Extracted records
****************************************
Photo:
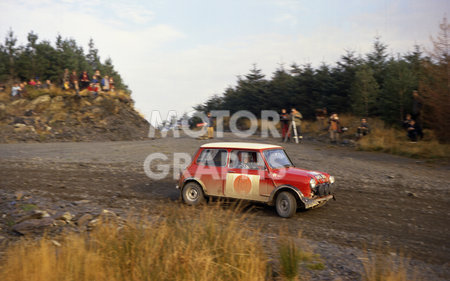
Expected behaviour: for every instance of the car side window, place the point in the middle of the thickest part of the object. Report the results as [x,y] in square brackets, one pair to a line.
[213,157]
[251,160]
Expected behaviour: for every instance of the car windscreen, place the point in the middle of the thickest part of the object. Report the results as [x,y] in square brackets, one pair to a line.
[213,157]
[277,158]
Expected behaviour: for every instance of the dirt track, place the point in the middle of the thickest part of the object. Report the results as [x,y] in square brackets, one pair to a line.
[381,199]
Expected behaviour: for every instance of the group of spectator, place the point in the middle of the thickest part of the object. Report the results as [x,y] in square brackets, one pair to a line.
[294,118]
[70,81]
[18,90]
[83,81]
[333,125]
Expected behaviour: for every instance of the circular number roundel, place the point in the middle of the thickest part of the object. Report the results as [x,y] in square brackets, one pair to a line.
[242,184]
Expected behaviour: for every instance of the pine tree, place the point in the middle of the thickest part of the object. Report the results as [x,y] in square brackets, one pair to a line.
[364,91]
[435,84]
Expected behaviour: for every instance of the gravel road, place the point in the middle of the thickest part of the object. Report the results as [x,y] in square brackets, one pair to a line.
[396,202]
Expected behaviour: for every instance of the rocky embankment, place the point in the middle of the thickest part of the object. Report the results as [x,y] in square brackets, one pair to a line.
[25,214]
[49,116]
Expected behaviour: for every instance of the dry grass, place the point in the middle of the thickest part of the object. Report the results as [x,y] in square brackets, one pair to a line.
[381,265]
[187,244]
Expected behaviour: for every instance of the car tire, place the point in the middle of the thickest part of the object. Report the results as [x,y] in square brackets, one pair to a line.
[285,204]
[193,194]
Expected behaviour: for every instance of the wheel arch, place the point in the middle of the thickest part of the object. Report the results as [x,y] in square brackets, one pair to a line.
[196,180]
[297,194]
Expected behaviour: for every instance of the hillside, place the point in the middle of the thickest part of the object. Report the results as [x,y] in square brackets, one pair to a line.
[56,115]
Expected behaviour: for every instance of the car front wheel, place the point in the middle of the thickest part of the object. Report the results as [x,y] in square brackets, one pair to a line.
[286,204]
[192,194]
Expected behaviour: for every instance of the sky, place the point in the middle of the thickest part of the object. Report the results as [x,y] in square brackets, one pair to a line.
[175,54]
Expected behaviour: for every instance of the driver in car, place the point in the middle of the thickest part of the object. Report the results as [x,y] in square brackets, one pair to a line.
[246,162]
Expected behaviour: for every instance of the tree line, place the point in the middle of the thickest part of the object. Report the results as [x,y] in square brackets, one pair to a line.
[41,60]
[376,84]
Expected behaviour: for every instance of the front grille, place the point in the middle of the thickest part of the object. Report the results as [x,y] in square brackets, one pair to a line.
[322,190]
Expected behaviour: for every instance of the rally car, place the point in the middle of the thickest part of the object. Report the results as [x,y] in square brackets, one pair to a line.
[256,172]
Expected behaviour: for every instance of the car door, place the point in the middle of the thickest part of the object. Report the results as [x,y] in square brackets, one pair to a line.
[247,176]
[211,170]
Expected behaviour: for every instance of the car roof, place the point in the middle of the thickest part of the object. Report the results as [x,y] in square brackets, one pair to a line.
[240,145]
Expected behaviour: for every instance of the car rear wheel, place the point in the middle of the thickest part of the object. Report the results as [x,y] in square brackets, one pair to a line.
[286,204]
[192,194]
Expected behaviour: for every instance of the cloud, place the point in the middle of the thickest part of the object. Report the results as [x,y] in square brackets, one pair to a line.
[286,18]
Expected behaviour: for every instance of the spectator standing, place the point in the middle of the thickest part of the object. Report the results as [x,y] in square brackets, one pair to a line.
[66,80]
[84,80]
[321,115]
[93,89]
[210,126]
[297,117]
[334,127]
[105,83]
[23,90]
[408,119]
[416,106]
[47,85]
[412,131]
[74,82]
[111,84]
[15,91]
[95,79]
[284,118]
[363,128]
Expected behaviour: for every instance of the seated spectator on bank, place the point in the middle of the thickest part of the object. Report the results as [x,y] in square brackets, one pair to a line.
[84,80]
[46,85]
[413,131]
[105,83]
[16,91]
[93,89]
[111,84]
[408,119]
[66,85]
[363,128]
[95,79]
[74,81]
[23,90]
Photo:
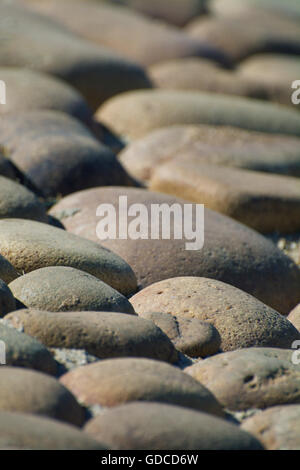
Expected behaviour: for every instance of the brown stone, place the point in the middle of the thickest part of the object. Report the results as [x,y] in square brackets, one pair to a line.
[196,74]
[232,253]
[226,146]
[154,426]
[28,90]
[23,431]
[242,320]
[191,336]
[57,153]
[16,201]
[134,114]
[62,289]
[38,43]
[294,317]
[31,245]
[26,391]
[117,381]
[274,73]
[250,378]
[125,31]
[267,203]
[21,350]
[102,334]
[278,428]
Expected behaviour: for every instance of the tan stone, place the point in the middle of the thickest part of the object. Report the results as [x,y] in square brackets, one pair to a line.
[62,289]
[242,320]
[23,431]
[116,381]
[267,203]
[154,426]
[31,245]
[250,378]
[191,336]
[26,391]
[278,428]
[232,253]
[102,334]
[134,114]
[226,146]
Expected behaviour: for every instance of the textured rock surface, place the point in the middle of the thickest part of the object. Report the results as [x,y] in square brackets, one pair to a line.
[226,146]
[250,378]
[153,426]
[267,203]
[57,153]
[60,288]
[116,381]
[191,336]
[22,431]
[133,114]
[32,392]
[232,253]
[102,334]
[278,428]
[242,320]
[37,42]
[21,350]
[32,245]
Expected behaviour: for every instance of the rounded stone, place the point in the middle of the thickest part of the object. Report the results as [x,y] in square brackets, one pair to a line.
[134,114]
[227,146]
[266,203]
[28,90]
[274,73]
[57,153]
[26,391]
[97,72]
[21,350]
[7,301]
[154,426]
[294,317]
[250,378]
[102,334]
[24,431]
[61,289]
[16,201]
[125,31]
[196,74]
[30,245]
[232,253]
[117,381]
[278,428]
[241,320]
[191,336]
[7,272]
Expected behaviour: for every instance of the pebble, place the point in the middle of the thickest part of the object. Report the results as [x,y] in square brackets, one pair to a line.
[63,289]
[31,432]
[26,391]
[241,320]
[250,378]
[101,334]
[190,336]
[22,350]
[278,428]
[232,253]
[30,245]
[227,146]
[163,427]
[117,381]
[57,153]
[266,203]
[134,114]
****************************************
Everything from the line that contains "Expected behaviour: for every instance of the rounded" through the end of the records must be duplicated exactly, and nothing outside that range.

* **FINAL ANSWER**
Expected behaviour: for every instance of the rounded stone, place the point in the middle of the thickest part of the object. Report the results as [x,y] in square brackets, one pair to a line.
[134,114]
[227,146]
[266,203]
[28,90]
[274,73]
[57,153]
[26,391]
[97,72]
[21,350]
[7,301]
[154,426]
[294,317]
[250,378]
[102,334]
[24,431]
[61,289]
[16,201]
[125,31]
[196,74]
[30,245]
[232,253]
[117,381]
[278,428]
[241,320]
[191,336]
[7,272]
Expected behaviour: for every instance of the pebble, place the point in the middle of the thickest part of the object. Report the results as [x,y] in square brackets, one pair to a line.
[63,289]
[31,432]
[26,391]
[241,320]
[250,378]
[101,334]
[190,336]
[22,350]
[278,428]
[232,253]
[30,245]
[227,146]
[163,427]
[117,381]
[57,153]
[266,203]
[134,114]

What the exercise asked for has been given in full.